GOAL
Rewrite the lines below as a numbered list, skipping any blank lines. Leave the pictures out of your answer.

[Dataset items]
◆ ◆ ◆ ◆ ◆

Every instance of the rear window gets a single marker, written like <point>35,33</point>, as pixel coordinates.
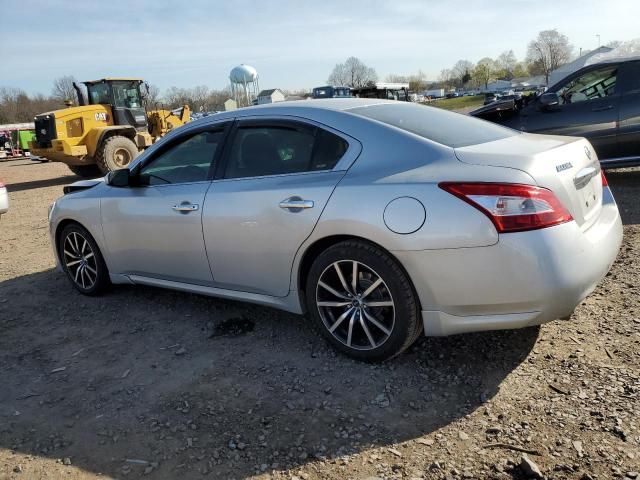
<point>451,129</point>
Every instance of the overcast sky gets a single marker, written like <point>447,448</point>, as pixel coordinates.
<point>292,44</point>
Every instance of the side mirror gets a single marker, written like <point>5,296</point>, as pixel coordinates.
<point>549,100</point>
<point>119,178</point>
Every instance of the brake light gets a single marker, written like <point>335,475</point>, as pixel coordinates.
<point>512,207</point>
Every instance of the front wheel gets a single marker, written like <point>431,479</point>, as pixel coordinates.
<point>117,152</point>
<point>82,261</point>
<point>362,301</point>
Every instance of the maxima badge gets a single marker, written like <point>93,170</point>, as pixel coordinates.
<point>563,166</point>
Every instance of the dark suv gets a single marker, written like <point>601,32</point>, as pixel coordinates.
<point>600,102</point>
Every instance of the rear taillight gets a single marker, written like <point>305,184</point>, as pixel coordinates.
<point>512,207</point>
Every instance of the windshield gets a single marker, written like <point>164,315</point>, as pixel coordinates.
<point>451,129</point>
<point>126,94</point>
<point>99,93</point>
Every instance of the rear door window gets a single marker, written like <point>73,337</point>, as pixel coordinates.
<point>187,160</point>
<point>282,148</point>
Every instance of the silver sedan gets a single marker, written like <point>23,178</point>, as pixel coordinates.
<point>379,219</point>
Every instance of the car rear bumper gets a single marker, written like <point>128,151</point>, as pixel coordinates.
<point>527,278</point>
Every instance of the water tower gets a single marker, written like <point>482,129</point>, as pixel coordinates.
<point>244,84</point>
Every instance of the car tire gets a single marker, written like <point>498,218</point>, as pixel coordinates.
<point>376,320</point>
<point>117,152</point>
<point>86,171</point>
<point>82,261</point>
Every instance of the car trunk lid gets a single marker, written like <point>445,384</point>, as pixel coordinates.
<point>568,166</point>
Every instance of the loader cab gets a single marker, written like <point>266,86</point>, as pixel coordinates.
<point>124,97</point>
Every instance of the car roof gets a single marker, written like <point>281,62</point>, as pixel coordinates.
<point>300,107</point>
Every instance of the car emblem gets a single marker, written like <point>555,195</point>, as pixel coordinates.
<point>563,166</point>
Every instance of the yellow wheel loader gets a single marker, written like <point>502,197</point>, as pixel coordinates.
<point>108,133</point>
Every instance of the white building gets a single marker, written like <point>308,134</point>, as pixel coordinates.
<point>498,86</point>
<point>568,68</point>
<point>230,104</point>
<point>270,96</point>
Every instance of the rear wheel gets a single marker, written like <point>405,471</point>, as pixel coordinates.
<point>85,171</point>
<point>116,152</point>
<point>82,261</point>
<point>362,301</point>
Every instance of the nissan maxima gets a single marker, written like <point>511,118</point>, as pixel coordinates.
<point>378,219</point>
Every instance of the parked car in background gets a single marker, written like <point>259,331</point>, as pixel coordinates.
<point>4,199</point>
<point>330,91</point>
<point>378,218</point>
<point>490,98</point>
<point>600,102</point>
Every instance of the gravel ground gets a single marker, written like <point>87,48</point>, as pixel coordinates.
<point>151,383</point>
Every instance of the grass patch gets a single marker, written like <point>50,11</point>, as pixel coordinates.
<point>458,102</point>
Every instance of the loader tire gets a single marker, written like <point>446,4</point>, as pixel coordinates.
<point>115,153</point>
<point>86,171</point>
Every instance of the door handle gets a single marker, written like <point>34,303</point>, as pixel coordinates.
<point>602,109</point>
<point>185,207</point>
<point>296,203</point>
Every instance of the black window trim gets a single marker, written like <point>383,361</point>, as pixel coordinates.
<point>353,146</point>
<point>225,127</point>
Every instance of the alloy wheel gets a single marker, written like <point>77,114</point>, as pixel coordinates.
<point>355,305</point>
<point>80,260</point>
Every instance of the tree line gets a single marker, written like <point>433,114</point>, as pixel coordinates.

◆ ◆ ◆ ◆ ◆

EXERCISE OUTPUT
1. Every instance of the rear window gets a single marker, written like <point>35,33</point>, as pixel coordinates.
2. <point>451,129</point>
3. Every instance of the overcast sky gets a single marker, written like <point>447,448</point>, as pixel coordinates.
4. <point>292,44</point>
5. Every instance of the side mirror gets a single marker, written like <point>5,296</point>, as pixel coordinates.
6. <point>549,100</point>
7. <point>119,178</point>
8. Every instance of the brake light gets a single marker, written like <point>335,475</point>, as pixel coordinates.
9. <point>512,207</point>
10. Every instance of the front wheel gets a single marker, written like <point>431,479</point>, as pixel coordinates.
11. <point>117,152</point>
12. <point>82,261</point>
13. <point>362,301</point>
14. Every instance of the maxima badge gets a single marker, written like <point>93,170</point>, as pixel coordinates.
15. <point>563,166</point>
16. Every instance of the dark suv gets a single marker, written like <point>601,32</point>, as pixel coordinates.
17. <point>600,102</point>
18. Every instance of the rear taillight gets a single marker, written like <point>305,184</point>, as pixel coordinates.
19. <point>512,207</point>
20. Every instance of the windshield gets a single marker, written like <point>164,315</point>, as pixel coordinates.
21. <point>451,129</point>
22. <point>126,94</point>
23. <point>99,93</point>
24. Every instance of the rear door window gets a single marker, written like <point>73,337</point>, as pixel coordinates.
25. <point>187,160</point>
26. <point>282,148</point>
27. Every instance of the silver sedan gets a single marker, written like <point>23,178</point>, as pixel coordinates.
28. <point>379,219</point>
29. Every instance of the car rear bumper gets a single marker, written like <point>128,151</point>, as pixel coordinates.
30. <point>527,278</point>
31. Every instance of the water tower gets a single marker, written like <point>482,129</point>, as pixel coordinates.
32. <point>244,84</point>
33. Every instance of the car tire gets a single marker, written like <point>498,218</point>, as pixel coordinates.
34. <point>376,320</point>
35. <point>117,152</point>
36. <point>86,171</point>
37. <point>82,261</point>
38. Every instance of the car trunk lid gets a single marker, written like <point>445,384</point>, as pixel coordinates.
39. <point>568,166</point>
40. Every instance of the loader cab gets a single marker, written like <point>266,86</point>, as pixel coordinates.
41. <point>124,97</point>
42. Every instance of the car roof gets a single marker, written like <point>281,62</point>, as pixel coordinates.
43. <point>300,107</point>
44. Every instance of the car emblem gets a single marker, written like <point>555,195</point>, as pixel coordinates.
45. <point>563,166</point>
46. Every instance of the yellow wheel loader gets a single marker, written like <point>502,197</point>, as pixel coordinates.
47. <point>108,133</point>
48. Every instance of the white building gets a single marker, written like <point>308,134</point>, as pixel coordinates.
49. <point>498,86</point>
50. <point>568,68</point>
51. <point>230,104</point>
52. <point>270,96</point>
53. Every instance of the rear wheel gets a single marker, written like <point>405,471</point>, as pixel coordinates.
54. <point>85,171</point>
55. <point>116,152</point>
56. <point>82,261</point>
57. <point>362,301</point>
58. Every instance of the nissan maxima gets a single marker, written like <point>511,118</point>, as pixel coordinates.
59. <point>378,219</point>
60. Every instance of the parked car in background gets a single marker, written like <point>259,331</point>, as pixel coordinates.
61. <point>4,199</point>
62. <point>330,91</point>
63. <point>378,218</point>
64. <point>490,98</point>
65. <point>600,102</point>
66. Every instance of the gravel ground gets a single marker, written like <point>87,48</point>, as pixel coordinates.
67. <point>151,383</point>
68. Every instance of the grass patch gets a single marker, written like <point>50,11</point>, as pixel coordinates.
69. <point>458,102</point>
70. Every instance of the loader tire gets a single marker, written like <point>446,4</point>, as pixel coordinates.
71. <point>115,153</point>
72. <point>86,171</point>
73. Every instance of the door handle gets a single marker, written like <point>34,303</point>, as pixel coordinates.
74. <point>602,109</point>
75. <point>185,207</point>
76. <point>296,203</point>
77. Every instance of the black window trim gets a single marker, written like <point>383,361</point>, as pixel coordinates.
78. <point>353,146</point>
79. <point>225,127</point>
80. Every instance of the alloy wheel gets a single marker, written like <point>77,114</point>, as pixel coordinates.
81. <point>355,305</point>
82. <point>80,260</point>
83. Every instance of the tree line gets a single marker, written like <point>433,114</point>, as pixel coordinates.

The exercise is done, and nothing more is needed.